----- AVAILABLE RECORDS -----
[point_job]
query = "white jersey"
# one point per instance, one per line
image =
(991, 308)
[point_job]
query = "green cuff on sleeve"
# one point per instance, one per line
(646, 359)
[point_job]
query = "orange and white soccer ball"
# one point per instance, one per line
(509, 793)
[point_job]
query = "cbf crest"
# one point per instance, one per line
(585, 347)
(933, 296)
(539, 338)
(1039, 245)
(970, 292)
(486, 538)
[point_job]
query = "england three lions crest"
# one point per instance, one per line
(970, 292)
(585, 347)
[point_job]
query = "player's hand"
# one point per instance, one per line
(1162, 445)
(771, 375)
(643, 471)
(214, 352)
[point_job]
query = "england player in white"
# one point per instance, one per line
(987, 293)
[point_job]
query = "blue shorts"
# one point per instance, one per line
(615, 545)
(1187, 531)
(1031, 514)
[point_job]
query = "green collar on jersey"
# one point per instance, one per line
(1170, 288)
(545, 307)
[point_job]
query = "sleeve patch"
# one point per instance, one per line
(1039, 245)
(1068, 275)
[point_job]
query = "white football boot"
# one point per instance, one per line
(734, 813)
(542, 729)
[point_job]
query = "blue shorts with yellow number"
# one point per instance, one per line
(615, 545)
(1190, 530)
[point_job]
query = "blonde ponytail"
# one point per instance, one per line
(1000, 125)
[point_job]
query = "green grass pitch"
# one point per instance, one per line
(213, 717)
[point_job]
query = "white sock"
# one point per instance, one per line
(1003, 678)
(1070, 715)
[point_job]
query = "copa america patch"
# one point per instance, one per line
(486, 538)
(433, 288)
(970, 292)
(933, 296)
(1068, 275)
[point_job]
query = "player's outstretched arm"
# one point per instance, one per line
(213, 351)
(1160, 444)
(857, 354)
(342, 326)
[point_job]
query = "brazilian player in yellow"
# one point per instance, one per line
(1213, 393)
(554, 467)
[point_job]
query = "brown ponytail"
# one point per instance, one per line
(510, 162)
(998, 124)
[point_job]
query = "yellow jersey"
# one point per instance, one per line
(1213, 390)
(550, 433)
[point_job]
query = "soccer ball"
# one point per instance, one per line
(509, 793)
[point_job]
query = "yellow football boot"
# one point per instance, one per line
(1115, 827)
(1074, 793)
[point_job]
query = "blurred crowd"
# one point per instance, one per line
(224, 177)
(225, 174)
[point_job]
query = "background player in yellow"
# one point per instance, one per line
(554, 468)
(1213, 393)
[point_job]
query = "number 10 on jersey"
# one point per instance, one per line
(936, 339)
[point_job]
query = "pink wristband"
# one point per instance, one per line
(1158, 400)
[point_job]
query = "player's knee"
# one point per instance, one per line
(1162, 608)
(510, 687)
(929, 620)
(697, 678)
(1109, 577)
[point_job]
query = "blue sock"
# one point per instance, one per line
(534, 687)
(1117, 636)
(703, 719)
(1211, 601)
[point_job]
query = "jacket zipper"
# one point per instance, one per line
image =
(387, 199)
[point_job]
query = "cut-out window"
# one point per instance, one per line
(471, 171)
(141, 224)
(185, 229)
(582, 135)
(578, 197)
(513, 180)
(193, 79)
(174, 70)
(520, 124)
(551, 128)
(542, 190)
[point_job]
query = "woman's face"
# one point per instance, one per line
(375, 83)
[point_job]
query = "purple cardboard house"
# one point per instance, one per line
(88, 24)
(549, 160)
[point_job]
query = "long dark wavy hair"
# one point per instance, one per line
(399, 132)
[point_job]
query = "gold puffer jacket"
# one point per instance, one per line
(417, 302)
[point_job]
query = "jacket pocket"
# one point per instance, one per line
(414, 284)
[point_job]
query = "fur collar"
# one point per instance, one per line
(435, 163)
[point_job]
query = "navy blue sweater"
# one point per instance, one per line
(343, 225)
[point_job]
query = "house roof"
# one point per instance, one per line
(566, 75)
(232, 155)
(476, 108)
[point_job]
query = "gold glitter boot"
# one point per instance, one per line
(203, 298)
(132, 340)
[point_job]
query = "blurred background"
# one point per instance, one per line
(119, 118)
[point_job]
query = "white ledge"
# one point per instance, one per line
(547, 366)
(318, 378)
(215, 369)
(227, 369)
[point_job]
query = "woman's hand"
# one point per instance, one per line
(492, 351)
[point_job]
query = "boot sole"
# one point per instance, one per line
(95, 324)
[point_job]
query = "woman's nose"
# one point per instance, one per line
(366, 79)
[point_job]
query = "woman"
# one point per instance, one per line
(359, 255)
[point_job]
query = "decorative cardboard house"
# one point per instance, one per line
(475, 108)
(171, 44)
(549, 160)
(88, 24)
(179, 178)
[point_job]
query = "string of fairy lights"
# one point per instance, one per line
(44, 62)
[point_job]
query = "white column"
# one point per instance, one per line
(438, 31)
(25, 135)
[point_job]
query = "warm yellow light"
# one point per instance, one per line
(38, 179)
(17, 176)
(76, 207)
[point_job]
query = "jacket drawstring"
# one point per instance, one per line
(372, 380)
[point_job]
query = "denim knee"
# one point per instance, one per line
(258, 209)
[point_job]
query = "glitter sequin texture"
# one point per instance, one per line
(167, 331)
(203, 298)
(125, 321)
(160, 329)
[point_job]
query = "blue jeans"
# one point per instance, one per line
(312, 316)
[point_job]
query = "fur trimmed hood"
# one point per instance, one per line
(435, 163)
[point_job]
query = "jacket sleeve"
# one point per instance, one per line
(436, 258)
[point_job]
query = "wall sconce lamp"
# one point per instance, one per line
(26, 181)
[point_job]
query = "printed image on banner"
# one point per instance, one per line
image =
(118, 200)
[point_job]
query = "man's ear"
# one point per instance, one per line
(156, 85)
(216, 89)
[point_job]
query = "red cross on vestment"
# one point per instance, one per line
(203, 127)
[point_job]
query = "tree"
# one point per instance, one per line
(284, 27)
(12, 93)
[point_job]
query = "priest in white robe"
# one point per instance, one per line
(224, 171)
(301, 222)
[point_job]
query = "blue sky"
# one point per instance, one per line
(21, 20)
-----
WORK ORDER: Give back the entire listing exactly as it was written.

EXERCISE RESULT:
[point_job]
query = "white jersey"
# one point per instance, one per line
image =
(991, 308)
[point_job]
query = "green cuff on sleeve"
# one point per instance, one per line
(646, 359)
[point_job]
query = "orange and white soccer ball"
# one point per instance, one per line
(509, 793)
[point_job]
query = "cbf crest"
# one point per instance, one per line
(585, 347)
(933, 296)
(539, 338)
(1039, 245)
(970, 292)
(486, 538)
[point_job]
query = "england three lions crest"
# one point per instance, one per line
(970, 292)
(585, 347)
[point_job]
query = "player's hand"
# one point per instance, one per line
(1162, 445)
(771, 375)
(643, 471)
(214, 352)
[point_job]
query = "england player in white"
# one point per instance, one per line
(987, 293)
[point_job]
query = "blue shorts"
# one point per instance, one per line
(615, 545)
(1187, 531)
(1031, 514)
[point_job]
query = "green collar on jersey"
# one point per instance, one per line
(1170, 288)
(545, 307)
[point_job]
query = "sleeve patch"
# one point per instance, one per line
(1039, 245)
(1068, 275)
[point_job]
query = "white football boot"
# one point per instance, one per line
(734, 813)
(542, 729)
[point_job]
query = "blue shorts with yellow number"
# one point per instance, one per line
(615, 545)
(1190, 530)
[point_job]
query = "blonde ponytail"
# one point per instance, one per line
(1000, 125)
[point_job]
query = "green grass pitch"
# one point per instance, one per line
(213, 717)
[point_job]
query = "white sock"
# one point per instance, one per line
(1003, 678)
(1070, 715)
[point_job]
query = "copa america patch"
# one point per instance, one per line
(486, 538)
(433, 288)
(970, 292)
(933, 296)
(1068, 275)
[point_job]
query = "player's outstretched arm"
# one point per instance, one per line
(213, 351)
(1160, 444)
(857, 354)
(342, 326)
[point_job]
query = "brazilian player in yellow"
# one point per instance, one per line
(1213, 393)
(554, 467)
[point_job]
query = "brown ponytail"
# one point per instance, one per line
(510, 162)
(998, 124)
[point_job]
query = "yellow jersey"
# one point per instance, one per line
(1213, 390)
(550, 433)
[point_job]
query = "soccer ball"
# one point per instance, one per line
(509, 793)
[point_job]
query = "yellow football boot"
# one point per instance, one per line
(1115, 827)
(1074, 793)
[point_job]
query = "blurred crowd"
# one point per instance, one per line
(224, 177)
(225, 174)
[point_job]
query = "background player in yellow"
# one point per instance, one per line
(554, 468)
(1213, 393)
[point_job]
query = "number 10 on jersey"
# one point per instance, one per line
(936, 339)
[point_job]
query = "pink wristband"
# one point per instance, one per line
(1158, 400)
[point_job]
query = "player's knee"
# one point per instance, one per line
(1162, 608)
(510, 687)
(929, 620)
(697, 678)
(1109, 577)
[point_job]
query = "blue sock"
# one point per instance, one per line
(534, 687)
(1117, 636)
(703, 719)
(1211, 601)
[point_job]
query = "jacket zipper"
# one point per instance, one per line
image =
(387, 199)
[point_job]
query = "cut-out window"
# one point per instance, one per line
(471, 171)
(141, 224)
(185, 229)
(582, 135)
(578, 197)
(513, 180)
(193, 79)
(174, 70)
(520, 124)
(551, 128)
(542, 190)
[point_job]
query = "woman's face"
# one point per instance, one per line
(375, 83)
[point_job]
query = "purple cardboard house"
# one point per instance, one per line
(88, 24)
(549, 160)
[point_job]
query = "long dark wavy hair"
# one point per instance, one per line
(399, 132)
[point_job]
query = "gold puffer jacket"
# one point per instance, one per line
(417, 302)
[point_job]
query = "jacket pocket"
# one point per instance, one per line
(414, 284)
[point_job]
query = "fur collar"
# one point per instance, one per line
(435, 163)
[point_job]
query = "navy blue sweater"
# one point per instance, one per line
(343, 225)
[point_job]
query = "house roof"
# one point per instance, one per line
(566, 75)
(232, 155)
(476, 108)
[point_job]
query = "gold glitter boot"
# one point per instance, one per line
(203, 298)
(132, 340)
[point_job]
query = "blurred background"
# one point per instance, one per line
(119, 118)
[point_job]
query = "white ledge"
# one point per instance, one per line
(547, 366)
(318, 378)
(215, 369)
(227, 369)
[point_job]
query = "woman's hand"
# one point per instance, one per line
(492, 351)
[point_job]
query = "boot sole"
# one point per instance, one per line
(95, 324)
[point_job]
query = "woman's nose"
# one point per instance, one per line
(366, 79)
[point_job]
query = "woman"
# one point per instance, one per line
(359, 255)
[point_job]
query = "decorative cardboard house"
# one point per instance, one per line
(475, 108)
(171, 44)
(549, 160)
(88, 24)
(179, 178)
[point_job]
query = "string of fairy lights"
# one point per instance, one per line
(44, 62)
[point_job]
query = "white column"
# one point per instance, one per line
(438, 31)
(25, 135)
[point_job]
query = "warm yellow light"
# one point per instance, one per line
(38, 179)
(17, 176)
(76, 207)
[point_job]
query = "jacket drawstring"
# one point per instance, one per line
(372, 380)
[point_job]
query = "denim knee"
# one point per instance, one per line
(258, 209)
[point_job]
query = "glitter sequin texture"
# one point per instance, one per line
(167, 331)
(203, 298)
(125, 321)
(160, 329)
[point_job]
query = "blue jeans"
# one point per instance, one per line
(312, 316)
[point_job]
query = "fur trimmed hood"
# one point per instance, one per line
(435, 163)
[point_job]
query = "jacket sleeve"
# one point per instance, one per line
(436, 258)
[point_job]
query = "wall sconce lamp"
# one point per instance, one per line
(26, 181)
[point_job]
query = "printed image on banner"
# one point per instance, one per line
image =
(118, 200)
[point_job]
query = "man's ear"
# one point per instance, one per line
(156, 85)
(216, 89)
[point_job]
query = "red cross on vestment"
# one point per instance, one per line
(203, 127)
[point_job]
query = "tree"
# one point per instance, one per line
(284, 27)
(12, 93)
[point_job]
query = "priest in white robe"
# one point per instance, one per line
(224, 171)
(301, 222)
[point_job]
query = "blue sky"
# one point per instance, one per line
(21, 20)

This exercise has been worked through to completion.